◆ Task objective:
Before repeating the entries below, strip out every picture and keep all else as it is.

◆ Items listed in a dataset:
# # # #

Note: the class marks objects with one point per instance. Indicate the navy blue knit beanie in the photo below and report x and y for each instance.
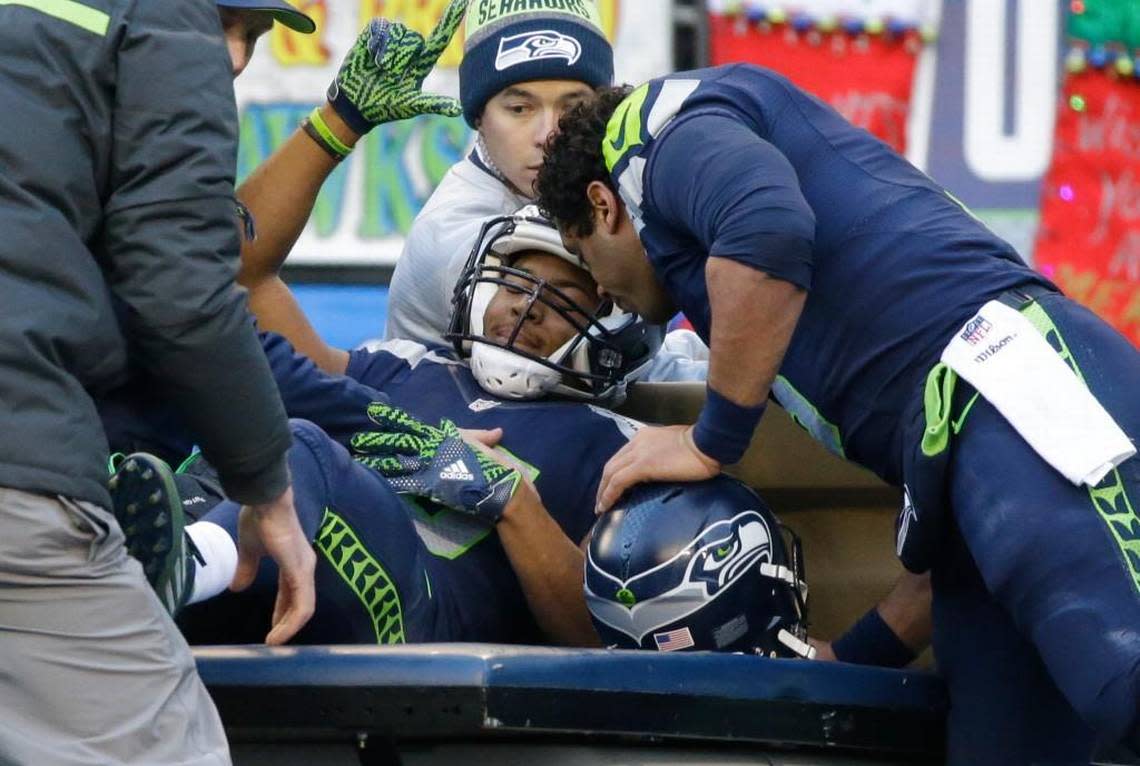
(510, 41)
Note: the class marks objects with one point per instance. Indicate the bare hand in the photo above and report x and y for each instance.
(654, 454)
(274, 529)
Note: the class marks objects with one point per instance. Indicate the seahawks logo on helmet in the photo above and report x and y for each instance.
(684, 584)
(536, 46)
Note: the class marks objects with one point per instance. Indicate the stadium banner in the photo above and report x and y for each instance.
(368, 203)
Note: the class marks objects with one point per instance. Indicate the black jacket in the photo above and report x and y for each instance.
(117, 140)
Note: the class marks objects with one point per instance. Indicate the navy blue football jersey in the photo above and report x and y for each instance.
(737, 162)
(564, 446)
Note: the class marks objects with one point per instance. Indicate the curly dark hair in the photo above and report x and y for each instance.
(573, 159)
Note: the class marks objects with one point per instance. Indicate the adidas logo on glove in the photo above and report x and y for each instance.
(457, 470)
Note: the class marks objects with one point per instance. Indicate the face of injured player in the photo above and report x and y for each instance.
(545, 329)
(516, 122)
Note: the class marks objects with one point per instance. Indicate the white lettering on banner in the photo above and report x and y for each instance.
(991, 153)
(1120, 201)
(1112, 130)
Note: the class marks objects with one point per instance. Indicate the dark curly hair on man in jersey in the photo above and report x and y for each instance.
(573, 159)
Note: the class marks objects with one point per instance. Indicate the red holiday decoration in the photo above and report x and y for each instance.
(866, 76)
(1089, 237)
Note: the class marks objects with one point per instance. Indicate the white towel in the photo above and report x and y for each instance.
(1002, 356)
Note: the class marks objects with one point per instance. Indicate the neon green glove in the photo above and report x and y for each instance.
(381, 79)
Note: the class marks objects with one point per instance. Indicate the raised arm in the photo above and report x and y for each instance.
(380, 80)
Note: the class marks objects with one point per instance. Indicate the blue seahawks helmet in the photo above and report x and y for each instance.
(700, 565)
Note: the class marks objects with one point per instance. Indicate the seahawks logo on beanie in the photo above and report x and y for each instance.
(511, 41)
(532, 46)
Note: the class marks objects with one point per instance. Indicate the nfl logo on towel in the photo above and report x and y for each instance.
(674, 640)
(975, 329)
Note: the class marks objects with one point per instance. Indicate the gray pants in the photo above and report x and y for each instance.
(91, 668)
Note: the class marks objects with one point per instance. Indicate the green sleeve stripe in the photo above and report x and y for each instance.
(623, 131)
(68, 10)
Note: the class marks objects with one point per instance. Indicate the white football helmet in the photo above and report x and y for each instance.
(610, 349)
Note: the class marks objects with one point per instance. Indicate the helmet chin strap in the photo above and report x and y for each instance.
(511, 375)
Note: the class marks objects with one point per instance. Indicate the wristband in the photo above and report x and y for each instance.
(872, 642)
(725, 429)
(317, 129)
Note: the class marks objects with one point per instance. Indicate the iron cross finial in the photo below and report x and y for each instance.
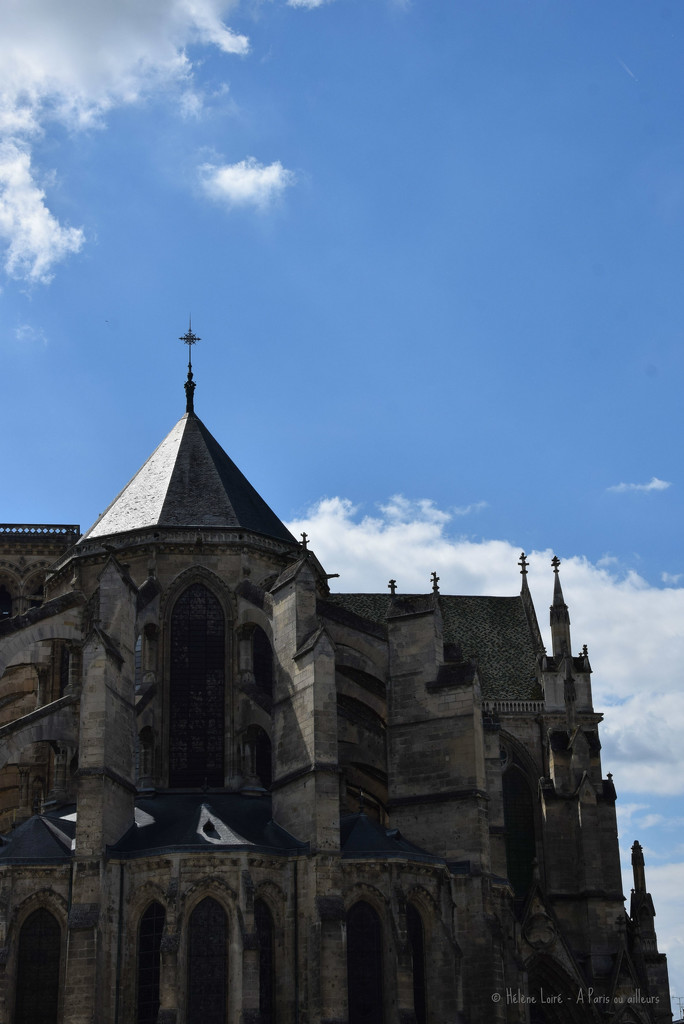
(190, 339)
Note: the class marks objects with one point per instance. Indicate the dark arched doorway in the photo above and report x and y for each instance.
(365, 965)
(197, 689)
(38, 970)
(150, 946)
(207, 964)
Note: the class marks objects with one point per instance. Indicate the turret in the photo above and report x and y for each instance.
(560, 617)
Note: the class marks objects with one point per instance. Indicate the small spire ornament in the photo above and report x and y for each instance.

# # # #

◆ Output below:
Note: the class marks objects with one point per instance. Indicate the navy blue knit beanie in the photo below and report x and y for each instance.
(510, 41)
Note: the class marks objects with one point per instance. Indicate the bare hand in the photo above and report x and y for each instance.
(654, 454)
(274, 529)
Note: the class marks objects with one point per instance. Indicate the seahawks logo on helmet in the photo above and report x and y for each instance.
(684, 584)
(536, 46)
Note: the class marks objects with one point per instance. Indicate the stadium banner in the photo above and report x and y for each instance.
(368, 203)
Note: the class marks objects with one point per instance. Indicate the black jacket in the photo above and report x and y for each instance.
(117, 140)
Note: the class marks objects with one point per instance. Indicate the navy blue football jersey in the photo above and report x and y for each instance.
(737, 162)
(564, 446)
Note: the class marks objects with one point per instance. Indicate the curly dark hair in the photo above and report x and y for each instance.
(573, 159)
Note: the class marks objects with one point per instance. Indicate the adidas logo on glove in the photo above and report x and y for each instance.
(457, 470)
Note: the class marks objects with one point per instance. Indicate the face of injured player in the photo above and report x and y for each instance.
(545, 329)
(516, 122)
Note: the class marks objects with one point per instance. Indicate the white lettering on banner in the photo above and report x and y for each instance.
(991, 153)
(1120, 201)
(1112, 130)
Note: the class marks objects with one point per instance. Indicate the dark curly hair on man in jersey in the photo above and report x and y for each instance.
(573, 159)
Note: the class marks objects with one point per instance. Indicate the red holiday decoration in the photo above and report x and y for each instance.
(866, 76)
(1089, 237)
Note: the class marks objects with one point per instance. Indicate the white towel in the photo above and report x and y for each instance.
(1002, 356)
Note: the class marks objects with one point per instance. Indicate the neon green glove in the photo above and report x and y for each instance.
(381, 79)
Note: the class marks objects with one point per instance. Indicate the raised arm in the photo above and report x and y for each instance.
(380, 80)
Note: the class marks objects with one point per instance. Indicate the blue seahawks helmet in the photo above and report x and y for each instance.
(700, 565)
Note: the class marks objects with one point per instance. Indicate the seahawks logo on beanie in the photo above and report x and y for each instance.
(511, 41)
(532, 46)
Note: the class marks objects with one point per instance. Indicate the nfl logo on towel in the photo above and report x and y for each instance.
(674, 640)
(975, 329)
Note: the class marks objects with one point per instance. Indicate the gray pants in the photo above and report x and y for each instance.
(91, 668)
Note: the class marks objects with one point per instance. Indicate the green sleeve stripe in the photo above and report x and y for each instance.
(623, 131)
(68, 10)
Note: the class marks objects with one point per instance. Indicate the white football helmet in the photo above and report x and y for each instance.
(610, 349)
Note: the class marks objects with one point per instance. Indicate the helmet chin strap in the photo above and report x and y for each instance.
(511, 375)
Note: the class marks objects with one point per instance. Indicate the wristband in the photo above and report x and y for each instance.
(872, 642)
(725, 429)
(317, 129)
Note: the class marks objects with one point per instance. Indicate the iron cross finial in the photo below and report x and y for each instance.
(190, 339)
Note: the class marks objects with one point per instance. Indicate the dark arched doorway in the photo above and report x and y for each instance.
(365, 965)
(197, 689)
(38, 970)
(150, 946)
(207, 964)
Note: the class marks objects with one point per instance. Indicate the turret in the photo above and report x and y for each instance.
(560, 617)
Note: the class marks objects with one point per instance. Indicate the small spire ornament in the photo above and report x and y for each instance.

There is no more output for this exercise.